▸ **The task**
In the source excerpt about Chávez and HAARP, what three faults does the writer find in the book they bought?

▸ **Source excerpt**
Suck it, haters. Feminism rocks!
Bina, nice that you caught the counterpunch smear piece on Chavez.
This guy is a freak’en worm.
Always a few ‘authentic’ phony effers out there, wanting to ingratiate themselves to corporate media.
The more fool I…I bought his book on the ‘Cito. Talk about rushed into print! It was not only full of typos, but factual errors and bad writing to boot.
And now this…some conspiracy freak on Aporrea or wherever it was wrote some bad sci-fi opinion piece on the HAARP project, based on the ravings of some nut in Russia, and he seriously believes Chávez said that? When, in fact, he is on record as having said precisely nothing about HAARP? Moron. Doesn’t he do any fact-checking? He might as well assert that Chávez said the moon was made of green cheese. (I fully expect to see THAT quoted, now, by some moron looking for more “evidence”…)

▸ **Data supplied**

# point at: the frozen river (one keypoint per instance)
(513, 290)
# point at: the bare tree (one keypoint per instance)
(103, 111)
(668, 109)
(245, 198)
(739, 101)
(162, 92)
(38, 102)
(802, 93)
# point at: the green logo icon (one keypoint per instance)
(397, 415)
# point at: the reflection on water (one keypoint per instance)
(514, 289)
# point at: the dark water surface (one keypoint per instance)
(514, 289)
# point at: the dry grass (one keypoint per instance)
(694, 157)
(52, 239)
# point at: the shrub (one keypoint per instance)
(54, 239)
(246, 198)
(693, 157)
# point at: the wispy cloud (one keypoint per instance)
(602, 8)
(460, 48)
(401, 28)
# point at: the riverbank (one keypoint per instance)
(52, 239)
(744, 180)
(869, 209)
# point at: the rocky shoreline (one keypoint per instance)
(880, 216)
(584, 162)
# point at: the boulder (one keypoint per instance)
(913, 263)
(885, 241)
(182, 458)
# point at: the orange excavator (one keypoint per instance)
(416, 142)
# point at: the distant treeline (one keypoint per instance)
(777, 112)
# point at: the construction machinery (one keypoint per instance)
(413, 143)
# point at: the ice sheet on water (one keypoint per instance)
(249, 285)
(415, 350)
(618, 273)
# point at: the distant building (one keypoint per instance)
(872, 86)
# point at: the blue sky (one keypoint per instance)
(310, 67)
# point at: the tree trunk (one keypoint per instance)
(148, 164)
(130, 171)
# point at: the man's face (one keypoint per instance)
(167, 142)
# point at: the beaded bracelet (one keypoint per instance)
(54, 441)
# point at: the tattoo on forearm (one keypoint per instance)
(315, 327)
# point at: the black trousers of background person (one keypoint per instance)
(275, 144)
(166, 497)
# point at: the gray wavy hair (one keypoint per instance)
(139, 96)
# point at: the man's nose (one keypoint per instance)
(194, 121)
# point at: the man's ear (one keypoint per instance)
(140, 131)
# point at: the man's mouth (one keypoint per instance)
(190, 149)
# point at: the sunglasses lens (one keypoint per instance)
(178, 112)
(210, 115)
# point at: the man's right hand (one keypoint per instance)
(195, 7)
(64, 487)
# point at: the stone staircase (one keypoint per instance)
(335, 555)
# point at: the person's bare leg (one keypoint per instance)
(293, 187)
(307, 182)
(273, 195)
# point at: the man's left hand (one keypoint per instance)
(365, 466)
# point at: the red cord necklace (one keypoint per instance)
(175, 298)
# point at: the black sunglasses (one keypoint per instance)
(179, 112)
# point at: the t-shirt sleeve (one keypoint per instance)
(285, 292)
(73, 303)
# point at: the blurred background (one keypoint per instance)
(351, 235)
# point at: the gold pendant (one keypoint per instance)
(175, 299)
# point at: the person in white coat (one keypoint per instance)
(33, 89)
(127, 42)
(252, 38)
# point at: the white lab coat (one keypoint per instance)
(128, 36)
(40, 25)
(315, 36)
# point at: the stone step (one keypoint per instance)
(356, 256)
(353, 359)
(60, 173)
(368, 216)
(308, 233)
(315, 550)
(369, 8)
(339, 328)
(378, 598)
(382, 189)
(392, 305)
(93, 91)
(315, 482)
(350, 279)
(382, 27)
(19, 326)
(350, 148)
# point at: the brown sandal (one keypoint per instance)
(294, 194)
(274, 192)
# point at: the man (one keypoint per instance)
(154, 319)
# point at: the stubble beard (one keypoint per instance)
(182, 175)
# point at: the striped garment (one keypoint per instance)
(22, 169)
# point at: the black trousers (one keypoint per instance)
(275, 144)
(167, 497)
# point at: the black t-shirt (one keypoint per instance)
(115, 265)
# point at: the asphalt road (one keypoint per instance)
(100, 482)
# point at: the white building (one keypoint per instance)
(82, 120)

▸ **Response to the task**
Typos, factual errors, and bad writing.